[Records from a data collection]
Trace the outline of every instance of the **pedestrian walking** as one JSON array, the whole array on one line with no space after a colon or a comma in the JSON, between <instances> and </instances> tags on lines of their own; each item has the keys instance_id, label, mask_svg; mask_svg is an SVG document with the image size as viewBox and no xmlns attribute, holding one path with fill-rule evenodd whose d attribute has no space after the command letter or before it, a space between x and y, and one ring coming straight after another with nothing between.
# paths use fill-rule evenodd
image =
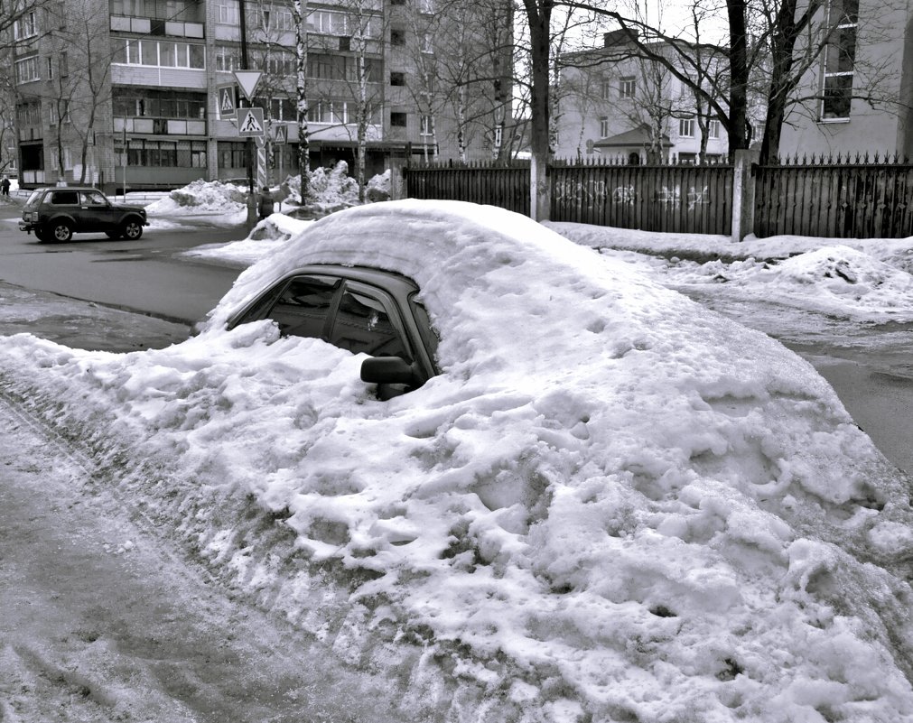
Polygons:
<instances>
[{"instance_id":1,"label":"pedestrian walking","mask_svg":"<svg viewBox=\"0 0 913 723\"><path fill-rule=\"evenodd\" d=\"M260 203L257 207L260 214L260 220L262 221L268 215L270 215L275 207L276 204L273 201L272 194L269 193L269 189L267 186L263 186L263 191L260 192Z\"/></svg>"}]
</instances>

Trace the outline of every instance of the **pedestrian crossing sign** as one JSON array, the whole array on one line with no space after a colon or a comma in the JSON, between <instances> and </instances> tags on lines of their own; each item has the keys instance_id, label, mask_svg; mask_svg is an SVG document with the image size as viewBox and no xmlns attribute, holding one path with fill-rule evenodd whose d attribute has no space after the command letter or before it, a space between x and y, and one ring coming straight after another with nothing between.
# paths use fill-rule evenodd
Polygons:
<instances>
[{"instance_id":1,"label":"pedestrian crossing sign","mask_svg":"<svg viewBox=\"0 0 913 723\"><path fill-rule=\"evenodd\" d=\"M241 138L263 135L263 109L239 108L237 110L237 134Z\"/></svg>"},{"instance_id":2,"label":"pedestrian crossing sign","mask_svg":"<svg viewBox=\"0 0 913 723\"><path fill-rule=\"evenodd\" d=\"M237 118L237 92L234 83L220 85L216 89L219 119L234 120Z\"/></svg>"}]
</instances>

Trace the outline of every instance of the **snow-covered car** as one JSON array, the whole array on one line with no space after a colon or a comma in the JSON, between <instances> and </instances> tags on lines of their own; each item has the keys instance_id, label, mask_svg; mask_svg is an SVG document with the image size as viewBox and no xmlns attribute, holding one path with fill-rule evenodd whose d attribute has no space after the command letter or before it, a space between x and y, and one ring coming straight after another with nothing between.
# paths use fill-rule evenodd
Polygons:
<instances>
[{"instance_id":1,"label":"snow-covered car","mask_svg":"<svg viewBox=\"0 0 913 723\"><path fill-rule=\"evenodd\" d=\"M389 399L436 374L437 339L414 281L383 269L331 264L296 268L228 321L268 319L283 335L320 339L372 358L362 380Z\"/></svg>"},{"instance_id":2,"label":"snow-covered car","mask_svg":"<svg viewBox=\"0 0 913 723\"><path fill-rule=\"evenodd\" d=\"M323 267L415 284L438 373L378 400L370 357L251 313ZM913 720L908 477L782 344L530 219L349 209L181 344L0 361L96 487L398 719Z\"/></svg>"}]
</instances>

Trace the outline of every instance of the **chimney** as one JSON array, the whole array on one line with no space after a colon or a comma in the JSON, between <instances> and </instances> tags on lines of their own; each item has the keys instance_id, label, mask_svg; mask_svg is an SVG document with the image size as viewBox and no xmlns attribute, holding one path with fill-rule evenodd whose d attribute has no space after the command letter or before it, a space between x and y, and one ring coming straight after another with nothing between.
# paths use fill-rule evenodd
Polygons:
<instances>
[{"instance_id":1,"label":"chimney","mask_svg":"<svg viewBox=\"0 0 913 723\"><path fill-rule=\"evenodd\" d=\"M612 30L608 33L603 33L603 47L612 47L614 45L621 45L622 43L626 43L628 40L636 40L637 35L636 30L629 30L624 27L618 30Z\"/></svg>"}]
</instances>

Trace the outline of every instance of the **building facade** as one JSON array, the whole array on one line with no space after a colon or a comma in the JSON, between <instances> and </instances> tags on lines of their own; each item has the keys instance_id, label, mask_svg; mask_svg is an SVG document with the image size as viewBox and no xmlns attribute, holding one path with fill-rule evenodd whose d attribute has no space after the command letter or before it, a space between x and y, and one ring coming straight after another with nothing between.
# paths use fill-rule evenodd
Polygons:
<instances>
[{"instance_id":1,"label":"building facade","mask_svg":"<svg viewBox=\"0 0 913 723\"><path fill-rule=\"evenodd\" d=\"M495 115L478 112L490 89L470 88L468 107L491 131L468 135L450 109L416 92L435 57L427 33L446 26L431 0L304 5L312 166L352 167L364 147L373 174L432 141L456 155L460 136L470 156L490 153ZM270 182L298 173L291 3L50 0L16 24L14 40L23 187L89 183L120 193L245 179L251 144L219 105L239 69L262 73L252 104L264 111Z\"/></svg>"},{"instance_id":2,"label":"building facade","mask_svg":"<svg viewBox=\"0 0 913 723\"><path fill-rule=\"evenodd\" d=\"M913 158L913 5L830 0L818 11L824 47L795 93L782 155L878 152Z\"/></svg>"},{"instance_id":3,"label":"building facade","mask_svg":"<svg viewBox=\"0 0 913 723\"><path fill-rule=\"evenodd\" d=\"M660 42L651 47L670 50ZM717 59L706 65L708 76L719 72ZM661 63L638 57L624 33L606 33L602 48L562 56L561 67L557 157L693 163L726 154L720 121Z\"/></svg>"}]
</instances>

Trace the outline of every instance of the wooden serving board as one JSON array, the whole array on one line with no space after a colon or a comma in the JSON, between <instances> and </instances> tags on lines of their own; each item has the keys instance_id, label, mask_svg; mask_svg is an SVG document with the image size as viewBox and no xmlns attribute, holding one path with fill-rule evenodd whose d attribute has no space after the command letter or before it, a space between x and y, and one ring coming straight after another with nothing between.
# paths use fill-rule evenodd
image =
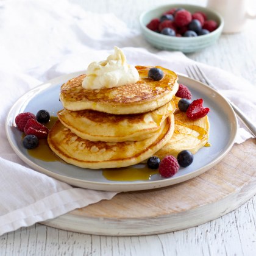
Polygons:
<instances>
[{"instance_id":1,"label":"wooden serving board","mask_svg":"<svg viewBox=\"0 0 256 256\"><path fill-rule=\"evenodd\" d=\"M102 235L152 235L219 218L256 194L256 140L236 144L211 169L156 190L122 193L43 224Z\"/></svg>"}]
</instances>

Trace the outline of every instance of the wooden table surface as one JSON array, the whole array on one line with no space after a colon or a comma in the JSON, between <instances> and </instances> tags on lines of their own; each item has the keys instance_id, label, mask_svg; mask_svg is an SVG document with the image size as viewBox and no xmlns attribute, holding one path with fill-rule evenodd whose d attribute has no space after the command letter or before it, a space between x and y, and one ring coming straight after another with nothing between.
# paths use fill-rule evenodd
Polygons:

What this task involves: Locate every line in the listing that contains the word "walking" and copy each one. Matching is case-sensitive.

The solution:
Trace the outline of every instance of the **pedestrian walking** as one JSON array, the whole array on one line with no space after a colon or a comma in the JSON, between <instances> and </instances> tags on lines of their own; each item has the keys instance_id, label, mask_svg; mask_svg is an SVG document with the image size as viewBox and no xmlns attribute, holding one path with fill-rule evenodd whose d attribute has no space after the command letter or before it, a space between x and y, and one ring coming straight after another with nothing between.
[{"instance_id":1,"label":"pedestrian walking","mask_svg":"<svg viewBox=\"0 0 913 723\"><path fill-rule=\"evenodd\" d=\"M260 203L257 207L260 214L260 220L262 221L268 215L270 215L275 207L276 204L273 201L272 194L269 193L269 189L267 186L263 186L263 191L260 192Z\"/></svg>"}]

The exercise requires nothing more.